## SET EXERCISE 1
Return the lines of the listing verbatim, starting with the line that contains "Mark one point per instance of the gray" and going on through the end of the listing.

SECURITIES AND EXCHANGE COMMISSION

Washington, D.C. 20549

 

FORM 8-K

 

CURRENT REPORT

 

Pursuant to Section 13 or 15(d) of the Securities Exchange Act of 1934

 

Date of Report (Date of earliest event reported): December 12, 2023

 

DSS, INC.

(Exact name of registrant as specified in its charter)

 

New York   001-32146   16-1229730

(State or other jurisdiction

of incorporation)

 

(Commission

File Number)

 

(IRS Employer

Identification No.)

 

275 Wiregrass Pkwy,

West Henrietta, NY

  14586
(Address of principal executive offices)   (Zip Code)

 

Registrant’s telephone number, including area code: (585) 325-3610

 

N/A

(Former name or former address, if changed since last report.)

 

Check the appropriate box below if the Form 8-K filing is intended to simultaneously satisfy the filing obligation of the registrant under any of the following provisions:

 

Written communications pursuant to Rule 425 under the Securities Act (17 CFR 230.425)
   
Soliciting material pursuant to Rule 14a-12 under the Exchange Act (17 CFR 240.14a-12)
   
Pre-commencement communications pursuant to Rule 14d-2(b) under the Exchange Act (17 CFR 240.14d-2(b))
   
Pre-commencement communications pursuant to Rule 13e-4(c) under the Exchange Act (17 CFR 240.13e-4(c))

 

Securities registered pursuant to Section 12(b) of the Act:

 

Title of each class   Ticker symbol(s)   Name of each exchange on which registered
Common Stock, $0.02 par value per share   DSS   The NYSE American LLC

 

Indicate by check mark whether the registrant is an emerging growth company as defined in as defined in Rule 405 of the Securities Act of 1933 or Rule 12b-2 of the Securities Exchange Act of 1934.

 

Emerging growth company

 

If an emerging growth company, indicate by check mark if the registrant has elected not to use the extended transition period for complying with any new or revised financial accounting standards provided pursuant to Section 13(a) of the Exchange Act. ☐

 

 

 

 

 

Item 5.02 Departure of Directors or Certain Officers; Election of Directors; Appointment of Certain Officers’ Compensatory Arrangements of Certain Officers.

 

On December 12, 2023, Frank D. Heuszel, the Chief Executive Officer (“CEO”) of DSS, Inc. (the “Company”) and the Company executed a letter agreement (“Heuszel Interim Agreement”) pursuant to which Mr. Heuszel agreed to act as CEO of the Company on a month-to-month basis beginning January 1, 2024 until a new employment agreement is executed (the “Heuszel Interim Period”). Mr. Heuszel’s current employment agreement pursuant to which he serves as CEO expires on December 31, 2023.

## DATASET RECORDS

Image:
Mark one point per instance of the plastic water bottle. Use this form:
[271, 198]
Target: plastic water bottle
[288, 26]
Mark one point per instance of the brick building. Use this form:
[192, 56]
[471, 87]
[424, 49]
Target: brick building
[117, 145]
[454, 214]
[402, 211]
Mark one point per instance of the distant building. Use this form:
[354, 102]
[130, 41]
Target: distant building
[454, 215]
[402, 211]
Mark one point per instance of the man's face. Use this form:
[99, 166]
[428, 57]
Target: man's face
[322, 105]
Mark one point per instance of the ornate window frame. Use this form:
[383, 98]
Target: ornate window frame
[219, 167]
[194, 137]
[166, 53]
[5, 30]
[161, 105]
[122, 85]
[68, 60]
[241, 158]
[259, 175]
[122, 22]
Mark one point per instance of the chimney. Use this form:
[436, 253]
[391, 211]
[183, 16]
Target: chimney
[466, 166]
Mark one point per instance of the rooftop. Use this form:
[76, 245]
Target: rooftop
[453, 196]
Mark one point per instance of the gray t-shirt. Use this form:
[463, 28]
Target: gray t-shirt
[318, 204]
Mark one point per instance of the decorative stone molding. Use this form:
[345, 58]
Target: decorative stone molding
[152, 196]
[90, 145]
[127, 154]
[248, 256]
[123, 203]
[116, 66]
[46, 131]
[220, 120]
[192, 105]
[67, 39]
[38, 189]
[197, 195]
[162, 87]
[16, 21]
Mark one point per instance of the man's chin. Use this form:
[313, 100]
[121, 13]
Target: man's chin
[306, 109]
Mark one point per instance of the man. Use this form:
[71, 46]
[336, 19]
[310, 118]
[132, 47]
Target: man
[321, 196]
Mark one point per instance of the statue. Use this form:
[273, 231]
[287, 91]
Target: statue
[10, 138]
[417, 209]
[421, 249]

## SET EXERCISE 2
Supply the next part of the DSS, Inc. Form 8-K filing, picking up right after its last sentence.

## ANSWER 1
Mark one point per instance of the gray t-shirt. Use this form:
[463, 28]
Target: gray t-shirt
[318, 204]
Mark one point per instance of the decorative stone molding. Use this form:
[345, 58]
Target: decorative stone molding
[152, 196]
[90, 145]
[127, 154]
[248, 256]
[123, 203]
[116, 66]
[46, 131]
[220, 120]
[192, 105]
[67, 39]
[38, 189]
[197, 195]
[162, 87]
[16, 21]
Mark one point per instance of the man's chin. Use this form:
[313, 100]
[121, 13]
Target: man's chin
[306, 109]
Mark one point per instance of the man. Use this form:
[71, 46]
[336, 19]
[310, 118]
[132, 47]
Target: man
[321, 196]
Mark one point per instance of the statue. Use this form:
[273, 231]
[287, 91]
Target: statue
[10, 138]
[417, 209]
[421, 249]

## ANSWER 2
 

In accordance with the Heuszel Interim Agreement, Mr. Heuszel will continue to act as CEO until either a new employment agreement is successfully negotiated and executed or if the Heuszel Interim Agreement is terminated by either party by giving one month’s written notice to the other party.

 

Pursuant to the Heuszel Interim Agreement, Mr. Heuszel’s base salary is $260,000 per annum, which will be payable to him monthly in arrears. There will be no bonus accrued or payable during the Heuszel Interim Period.

 

On December 15, 2023, Jason Grady, the Chief Operating Officer (“COO”) of the Company and the Company executed a letter agreement (the “Grady Interim Agreement”) pursuant to which Mr. Grady agreed to act as COO of the Company on a month-to-month basis beginning January 1, 2024 until a new employment agreement is executed (the “Grady Interim Period”). Mr. Grady’s current employment agreement pursuant to which he serves as COO expires on December 31, 2023.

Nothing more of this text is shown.